## Task requirements
Exactly repeat the full listing that follows.
============================================================
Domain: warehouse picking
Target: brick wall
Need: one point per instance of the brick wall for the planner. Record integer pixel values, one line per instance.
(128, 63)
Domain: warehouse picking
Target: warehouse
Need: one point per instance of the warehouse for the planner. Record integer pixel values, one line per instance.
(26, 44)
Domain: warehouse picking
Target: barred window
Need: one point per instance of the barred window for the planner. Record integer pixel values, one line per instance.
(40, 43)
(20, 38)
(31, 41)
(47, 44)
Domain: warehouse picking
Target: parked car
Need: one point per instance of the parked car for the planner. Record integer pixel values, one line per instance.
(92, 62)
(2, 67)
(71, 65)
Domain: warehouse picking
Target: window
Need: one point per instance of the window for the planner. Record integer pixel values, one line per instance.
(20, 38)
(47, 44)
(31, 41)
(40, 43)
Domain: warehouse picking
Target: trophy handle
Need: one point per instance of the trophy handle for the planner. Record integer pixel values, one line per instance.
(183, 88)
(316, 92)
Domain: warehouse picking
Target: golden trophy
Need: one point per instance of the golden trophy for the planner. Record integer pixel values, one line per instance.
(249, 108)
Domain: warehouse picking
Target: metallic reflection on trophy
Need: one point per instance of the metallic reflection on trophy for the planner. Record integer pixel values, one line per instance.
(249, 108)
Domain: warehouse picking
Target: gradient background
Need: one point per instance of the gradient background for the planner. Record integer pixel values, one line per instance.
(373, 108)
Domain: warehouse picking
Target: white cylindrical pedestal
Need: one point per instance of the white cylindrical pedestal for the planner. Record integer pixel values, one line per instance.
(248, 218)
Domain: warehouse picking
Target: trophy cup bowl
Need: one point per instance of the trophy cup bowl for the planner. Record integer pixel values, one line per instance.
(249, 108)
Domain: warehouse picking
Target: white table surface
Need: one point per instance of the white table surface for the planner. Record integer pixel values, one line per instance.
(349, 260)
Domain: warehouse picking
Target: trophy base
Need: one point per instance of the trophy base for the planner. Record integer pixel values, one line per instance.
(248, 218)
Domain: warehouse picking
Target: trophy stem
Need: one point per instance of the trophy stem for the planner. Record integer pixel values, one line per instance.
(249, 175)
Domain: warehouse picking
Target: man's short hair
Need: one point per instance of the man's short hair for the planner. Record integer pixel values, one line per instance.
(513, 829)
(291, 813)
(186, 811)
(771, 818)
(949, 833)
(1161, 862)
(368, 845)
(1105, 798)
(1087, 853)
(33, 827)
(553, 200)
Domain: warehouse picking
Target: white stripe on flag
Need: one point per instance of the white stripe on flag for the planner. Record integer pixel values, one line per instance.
============================================================
## Correct output
Domain: warehouse picking
Target: brick wall
Need: one point per instance of the brick wall for the planner. Record integer pixel values, one line per instance.
(128, 63)
Domain: warehouse picking
Target: warehouse
Need: one point per instance of the warehouse for the planner. Record integer pixel values, one line per instance.
(26, 44)
Domain: warehouse picking
Target: barred window
Need: one point per instance of the barred window for the planner. Record integer pixel values, one line per instance.
(40, 43)
(20, 38)
(31, 41)
(47, 44)
Domain: warehouse picking
Target: parked car
Need: one point per instance of the parked car for the planner. Record integer pixel values, one line per instance.
(92, 62)
(2, 67)
(71, 65)
Domain: warehouse picking
Target: window
Need: one point per instance of the window for the planner. Record integer pixel values, one line per instance.
(20, 38)
(47, 44)
(31, 41)
(40, 43)
Domain: warehouse picking
Target: trophy handle
Need: one point per instance of the trophy handle for the planner. Record integer pixel values, one line per instance.
(183, 88)
(316, 92)
Domain: warehouse picking
Target: golden trophy
Need: one point per instance of the golden trophy for the planner. Record integer pixel values, one line per instance.
(249, 108)
Domain: warehouse picking
Target: metallic reflection on trophy
Need: one point per instance of the metallic reflection on trophy for the planner. Record integer pixel values, one line per instance.
(249, 108)
Domain: warehouse picking
Target: gradient background
Need: one point per instance of the gradient background for the planner. Record integer pixel values, one line per instance.
(373, 108)
Domain: warehouse picking
Target: white cylindrical pedestal
Need: one point per instance of the white cylindrical pedestal for the planner. Record integer pixel values, one line per instance.
(248, 218)
Domain: warehouse picking
Target: trophy cup bowl
Need: one point per instance of the trophy cup bowl for the planner. Record integer pixel values, one line per instance.
(249, 108)
Domain: warehouse picking
Target: white table surface
Need: one point per instance of the white table surface for the planner. Record integer pixel values, one line per instance.
(349, 260)
Domain: warehouse picking
Target: trophy base
Need: one point per instance of the trophy base for the planner. Record integer pixel values, one line per instance.
(248, 218)
Domain: warehouse picking
Target: trophy stem
Need: one point per instance of the trophy stem for the planner. Record integer pixel values, one line per instance.
(249, 175)
Domain: warehouse picking
Target: man's short hair
Need: one point per instance of the man's short hair for the planner. Record integer pixel values, one line per instance.
(513, 829)
(291, 813)
(186, 811)
(771, 818)
(949, 833)
(1161, 862)
(368, 845)
(1105, 798)
(1087, 853)
(33, 827)
(553, 200)
Domain: warehouse picking
Target: white stripe on flag
Need: one point per instance of the white stripe on flag for the planner. Record integer pixel values, one line per instance.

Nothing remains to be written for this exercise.